*SET TASK:* Copy out the lines from the one containing "outline forested hillside, every instance" through the one containing "[[[473,180],[512,184],[555,202],[555,144],[492,164],[470,173]]]", both included, reproducing each line without any change.

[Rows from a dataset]
◇ ◇ ◇ ◇ ◇

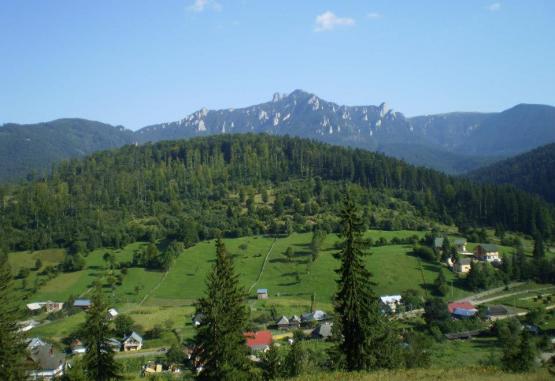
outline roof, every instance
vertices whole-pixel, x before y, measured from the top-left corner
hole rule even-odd
[[[312,335],[322,337],[322,338],[331,337],[332,327],[333,327],[333,323],[329,323],[329,322],[319,324],[318,327],[314,328],[314,330],[312,331]]]
[[[476,310],[476,306],[470,302],[453,302],[447,305],[447,309],[449,313],[452,314],[455,309],[460,308],[463,310]]]
[[[270,331],[245,332],[243,334],[250,348],[271,345],[273,338]]]
[[[41,303],[29,303],[27,304],[27,308],[31,311],[37,311],[42,308],[43,304]]]
[[[328,315],[324,311],[316,310],[312,313],[312,316],[316,320],[324,320]]]
[[[434,247],[441,247],[441,246],[443,246],[443,238],[442,237],[434,238]]]
[[[139,343],[142,343],[142,342],[143,342],[143,338],[141,337],[141,335],[139,335],[139,334],[138,334],[137,332],[135,332],[135,331],[131,332],[131,334],[130,334],[129,336],[127,336],[127,337],[123,340],[123,342],[127,342],[127,341],[130,340],[130,339],[132,339],[132,340],[134,340],[134,341],[137,341],[137,342],[139,342]]]
[[[42,341],[38,337],[33,337],[32,339],[27,340],[27,349],[31,350],[36,347],[40,347],[41,345],[45,345],[46,343]]]
[[[52,344],[43,344],[31,349],[29,357],[41,370],[57,369],[65,360],[64,354],[54,349]]]
[[[289,319],[287,319],[286,316],[282,316],[276,324],[277,325],[289,324]]]
[[[454,333],[446,333],[445,337],[448,338],[449,340],[454,340],[454,339],[469,339],[472,336],[478,336],[480,333],[482,333],[483,330],[482,329],[475,329],[473,331],[464,331],[464,332],[454,332]]]
[[[401,295],[385,295],[380,296],[380,300],[384,304],[391,304],[391,303],[400,303],[401,302]]]
[[[497,245],[491,244],[491,243],[481,243],[478,246],[480,246],[482,249],[484,249],[487,252],[492,252],[492,251],[498,251],[499,249],[497,248]]]
[[[74,307],[89,307],[91,304],[89,299],[75,299],[73,302]]]
[[[489,316],[507,315],[508,313],[509,310],[507,307],[502,305],[489,306],[487,312]]]
[[[476,309],[466,309],[466,308],[455,308],[453,311],[453,315],[462,316],[462,317],[472,317],[476,315],[478,310]]]

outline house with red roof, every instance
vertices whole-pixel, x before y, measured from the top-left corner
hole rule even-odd
[[[273,341],[270,331],[245,332],[243,336],[247,340],[247,346],[254,352],[266,352]]]
[[[476,308],[476,306],[474,306],[474,304],[470,302],[449,303],[447,305],[447,309],[449,310],[449,313],[453,315],[453,317],[459,319],[470,318],[478,313],[478,309]]]

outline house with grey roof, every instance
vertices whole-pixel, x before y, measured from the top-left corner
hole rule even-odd
[[[330,323],[330,322],[320,323],[316,328],[312,330],[312,337],[315,339],[327,340],[332,335],[332,327],[333,327],[333,323]]]
[[[455,262],[453,266],[453,271],[459,274],[466,274],[470,271],[470,266],[472,265],[472,259],[470,258],[460,258]]]
[[[140,351],[142,348],[143,338],[137,332],[131,332],[131,334],[123,340],[124,352]]]
[[[276,325],[279,329],[289,329],[289,319],[287,319],[286,316],[282,316],[281,318],[279,318]]]
[[[301,318],[297,315],[293,315],[289,318],[289,328],[300,328],[301,327]]]
[[[33,368],[29,372],[31,380],[51,380],[64,374],[65,355],[56,350],[52,344],[43,343],[29,349],[28,359]]]
[[[501,262],[501,257],[499,256],[499,248],[497,245],[489,243],[481,243],[474,249],[474,256],[479,261],[489,262],[489,263],[499,263]]]

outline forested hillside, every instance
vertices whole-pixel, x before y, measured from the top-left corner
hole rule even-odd
[[[0,126],[0,182],[46,173],[51,165],[132,143],[123,127],[85,119]]]
[[[345,185],[369,227],[426,221],[553,233],[554,210],[510,186],[478,185],[364,150],[266,135],[220,135],[125,146],[64,162],[46,180],[0,188],[0,236],[11,250],[192,244],[336,230]]]
[[[473,180],[512,184],[555,202],[555,144],[492,164],[470,173]]]

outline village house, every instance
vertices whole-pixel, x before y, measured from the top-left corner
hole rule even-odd
[[[53,302],[51,300],[47,302],[34,302],[27,304],[27,309],[30,312],[40,312],[41,310],[45,310],[47,313],[58,312],[64,308],[64,303],[62,302]]]
[[[38,327],[40,323],[36,320],[25,320],[18,323],[19,332],[29,332],[35,327]]]
[[[380,307],[384,313],[394,314],[401,305],[401,295],[380,296]]]
[[[289,328],[298,329],[301,327],[301,318],[297,315],[291,316],[289,318]]]
[[[131,334],[123,340],[124,352],[140,351],[142,348],[143,338],[136,332],[131,332]]]
[[[114,337],[108,339],[108,345],[112,348],[114,352],[121,351],[121,341]]]
[[[45,345],[46,343],[42,341],[39,337],[33,337],[27,340],[27,350],[31,351],[36,347],[40,347],[41,345]]]
[[[256,290],[256,297],[257,299],[268,299],[268,289],[259,288],[258,290]]]
[[[489,306],[486,310],[486,316],[489,320],[504,319],[510,314],[507,307],[502,305]]]
[[[443,247],[443,237],[434,238],[434,249],[441,250]]]
[[[316,310],[314,312],[306,312],[304,314],[301,315],[301,322],[303,323],[309,323],[312,321],[321,321],[321,320],[326,320],[328,317],[328,315],[321,310]]]
[[[481,243],[474,249],[474,256],[476,259],[483,262],[501,262],[497,245]]]
[[[276,323],[279,329],[289,329],[289,319],[286,316],[282,316]]]
[[[92,305],[89,299],[75,299],[73,302],[73,307],[87,309],[90,308]]]
[[[273,338],[270,331],[245,332],[247,346],[253,352],[266,352],[272,345]]]
[[[31,380],[52,380],[64,374],[65,356],[52,344],[43,343],[29,350],[28,360],[32,363]]]
[[[458,319],[466,319],[475,316],[478,309],[470,302],[453,302],[447,305],[449,313]]]
[[[315,339],[327,340],[332,335],[332,328],[333,328],[333,323],[324,322],[324,323],[318,324],[318,326],[312,330],[311,335]]]
[[[472,264],[472,259],[461,258],[455,262],[453,266],[453,271],[459,274],[466,274],[470,271],[470,265]]]
[[[115,308],[110,308],[108,310],[108,320],[114,320],[118,315],[119,312]]]

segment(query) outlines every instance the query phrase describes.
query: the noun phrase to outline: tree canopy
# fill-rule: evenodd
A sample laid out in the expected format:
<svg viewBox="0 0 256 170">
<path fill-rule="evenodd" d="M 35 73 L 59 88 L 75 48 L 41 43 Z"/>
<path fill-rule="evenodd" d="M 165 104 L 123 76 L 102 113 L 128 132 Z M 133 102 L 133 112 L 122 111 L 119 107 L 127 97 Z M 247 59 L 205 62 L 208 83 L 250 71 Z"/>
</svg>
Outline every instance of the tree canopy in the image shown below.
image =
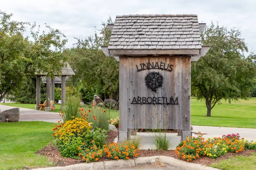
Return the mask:
<svg viewBox="0 0 256 170">
<path fill-rule="evenodd" d="M 206 55 L 192 63 L 191 85 L 198 99 L 205 100 L 207 116 L 222 99 L 230 103 L 238 97 L 247 99 L 256 75 L 253 56 L 245 57 L 248 49 L 241 32 L 212 23 L 201 32 L 202 43 L 210 45 Z"/>
<path fill-rule="evenodd" d="M 108 24 L 112 23 L 110 17 L 107 22 L 102 23 L 100 29 L 94 30 L 94 34 L 76 38 L 77 43 L 67 54 L 76 73 L 70 82 L 84 95 L 87 92 L 93 93 L 93 99 L 94 93 L 102 98 L 119 100 L 119 63 L 113 57 L 106 57 L 100 49 L 101 46 L 108 44 L 111 31 Z M 87 102 L 93 99 L 89 97 L 84 100 Z"/>
<path fill-rule="evenodd" d="M 41 31 L 35 23 L 13 21 L 12 16 L 0 11 L 0 101 L 18 91 L 36 71 L 53 77 L 67 60 L 62 52 L 67 40 L 59 30 L 46 25 Z"/>
</svg>

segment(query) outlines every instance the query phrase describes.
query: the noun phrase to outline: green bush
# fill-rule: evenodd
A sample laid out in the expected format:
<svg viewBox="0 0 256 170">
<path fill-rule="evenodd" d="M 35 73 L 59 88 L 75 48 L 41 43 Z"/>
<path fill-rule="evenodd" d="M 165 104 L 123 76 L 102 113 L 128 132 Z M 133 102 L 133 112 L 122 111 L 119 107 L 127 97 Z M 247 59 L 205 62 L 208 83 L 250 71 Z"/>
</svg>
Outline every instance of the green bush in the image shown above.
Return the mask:
<svg viewBox="0 0 256 170">
<path fill-rule="evenodd" d="M 54 101 L 57 103 L 59 100 L 61 99 L 61 88 L 54 88 Z"/>
<path fill-rule="evenodd" d="M 73 119 L 72 117 L 81 118 L 79 113 L 80 98 L 78 96 L 69 95 L 66 97 L 66 110 L 63 117 L 65 122 Z"/>
<path fill-rule="evenodd" d="M 89 102 L 93 101 L 94 98 L 94 94 L 96 93 L 95 89 L 92 88 L 83 87 L 79 89 L 81 94 L 81 99 L 84 102 Z"/>
<path fill-rule="evenodd" d="M 101 129 L 91 130 L 92 123 L 86 117 L 71 117 L 62 125 L 55 125 L 53 135 L 61 155 L 65 158 L 79 159 L 80 150 L 90 149 L 91 147 L 103 149 L 107 131 Z"/>
<path fill-rule="evenodd" d="M 102 108 L 95 108 L 93 107 L 92 110 L 88 110 L 88 121 L 92 122 L 93 129 L 101 128 L 108 130 L 108 117 L 110 112 Z"/>
<path fill-rule="evenodd" d="M 171 137 L 167 136 L 164 130 L 156 129 L 150 135 L 157 150 L 167 150 L 172 146 Z"/>
</svg>

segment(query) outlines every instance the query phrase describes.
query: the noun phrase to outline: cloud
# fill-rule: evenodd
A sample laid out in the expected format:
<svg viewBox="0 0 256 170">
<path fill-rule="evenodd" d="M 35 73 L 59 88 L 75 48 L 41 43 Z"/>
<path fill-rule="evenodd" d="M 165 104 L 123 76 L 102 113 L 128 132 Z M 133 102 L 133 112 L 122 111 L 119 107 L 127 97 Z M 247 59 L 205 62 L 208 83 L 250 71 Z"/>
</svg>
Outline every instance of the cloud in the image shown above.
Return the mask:
<svg viewBox="0 0 256 170">
<path fill-rule="evenodd" d="M 197 14 L 199 21 L 209 23 L 218 21 L 221 26 L 236 27 L 241 32 L 249 50 L 256 50 L 256 1 L 129 0 L 9 0 L 0 9 L 14 14 L 13 19 L 38 24 L 47 23 L 67 36 L 67 47 L 73 37 L 85 37 L 94 27 L 111 16 L 129 14 Z"/>
</svg>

◇ ◇ ◇ ◇ ◇

*RESPONSE BELOW:*
outline forested hillside, every instance
vertices whole-pixel, x before y, measured from the top-left corner
hole rule even-odd
[[[0,126],[0,182],[46,173],[51,165],[132,143],[123,127],[85,119]]]
[[[345,185],[369,227],[426,221],[553,233],[554,210],[510,186],[478,185],[364,150],[266,135],[220,135],[125,146],[64,162],[46,180],[0,188],[0,236],[11,250],[192,244],[336,230]]]
[[[473,180],[512,184],[555,202],[555,144],[492,164],[470,173]]]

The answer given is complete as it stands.